- DIRECTIONS FOR THIS TASK: Everything below from the line with "Target: dry golden grass" through the line with "mark the skin | one pin per instance." must be retyped exactly, except the pictures.

- RAW DATA:
|---|
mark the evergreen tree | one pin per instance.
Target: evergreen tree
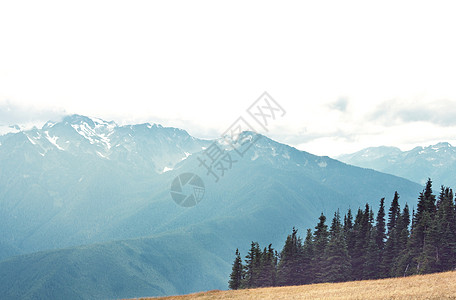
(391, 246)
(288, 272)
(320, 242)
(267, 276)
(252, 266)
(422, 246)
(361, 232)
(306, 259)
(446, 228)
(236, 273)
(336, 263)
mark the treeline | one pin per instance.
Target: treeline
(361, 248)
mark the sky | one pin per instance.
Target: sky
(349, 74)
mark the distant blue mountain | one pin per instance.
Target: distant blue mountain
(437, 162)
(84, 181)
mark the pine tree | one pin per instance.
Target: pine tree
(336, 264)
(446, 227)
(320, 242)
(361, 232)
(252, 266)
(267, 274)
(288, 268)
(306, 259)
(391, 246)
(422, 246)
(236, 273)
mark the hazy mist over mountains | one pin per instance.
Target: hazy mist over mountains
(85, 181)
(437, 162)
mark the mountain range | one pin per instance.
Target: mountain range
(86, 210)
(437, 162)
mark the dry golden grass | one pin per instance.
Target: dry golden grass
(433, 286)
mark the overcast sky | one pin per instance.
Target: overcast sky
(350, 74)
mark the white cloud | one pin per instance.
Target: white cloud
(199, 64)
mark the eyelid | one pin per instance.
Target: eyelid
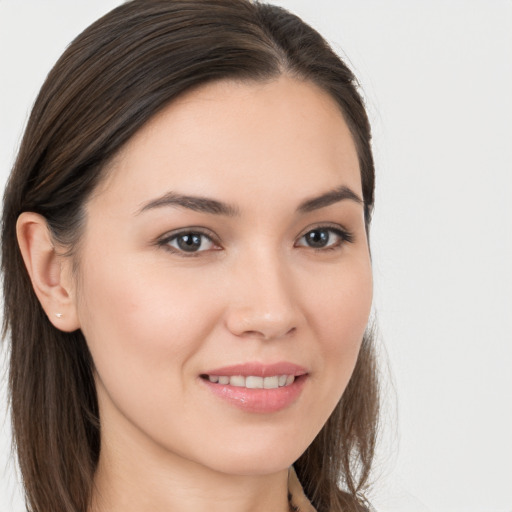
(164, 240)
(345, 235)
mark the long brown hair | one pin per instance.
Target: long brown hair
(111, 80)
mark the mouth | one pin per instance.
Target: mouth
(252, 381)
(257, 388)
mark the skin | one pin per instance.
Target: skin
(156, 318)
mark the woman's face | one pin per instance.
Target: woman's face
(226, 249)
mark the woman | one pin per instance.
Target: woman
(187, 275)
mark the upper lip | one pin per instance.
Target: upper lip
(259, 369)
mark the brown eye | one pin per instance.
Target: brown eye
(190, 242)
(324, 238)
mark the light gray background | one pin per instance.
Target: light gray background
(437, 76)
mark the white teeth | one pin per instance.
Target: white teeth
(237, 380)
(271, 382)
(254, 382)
|---|
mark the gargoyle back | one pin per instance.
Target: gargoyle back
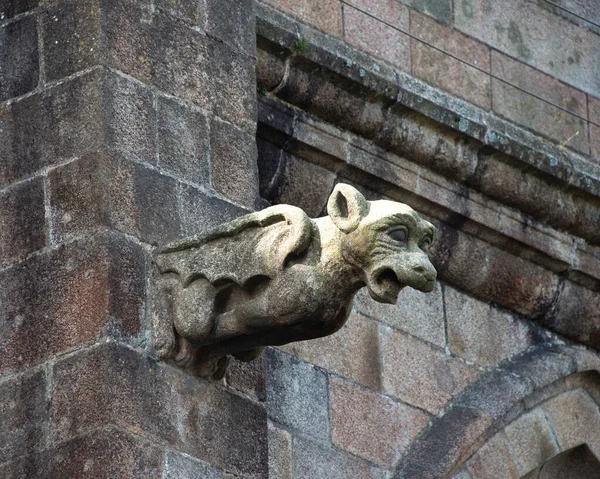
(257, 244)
|---|
- RESPONSE TO THE TASK:
Target: dry golden grass
(433, 286)
mark the overcast sky | one pin per instance.
Target: overcast sky
(350, 74)
mark the white cloud | one pin per instance.
Target: white cloud
(199, 64)
mark the eyelid | one pin per instance.
Target: eyelid
(164, 240)
(345, 235)
mark the long brown hair | one pin per instance.
Target: long brown hair
(111, 80)
mark the mouth | one pin per instance.
Target: mouth
(252, 381)
(257, 388)
mark the skin | one pin per instance.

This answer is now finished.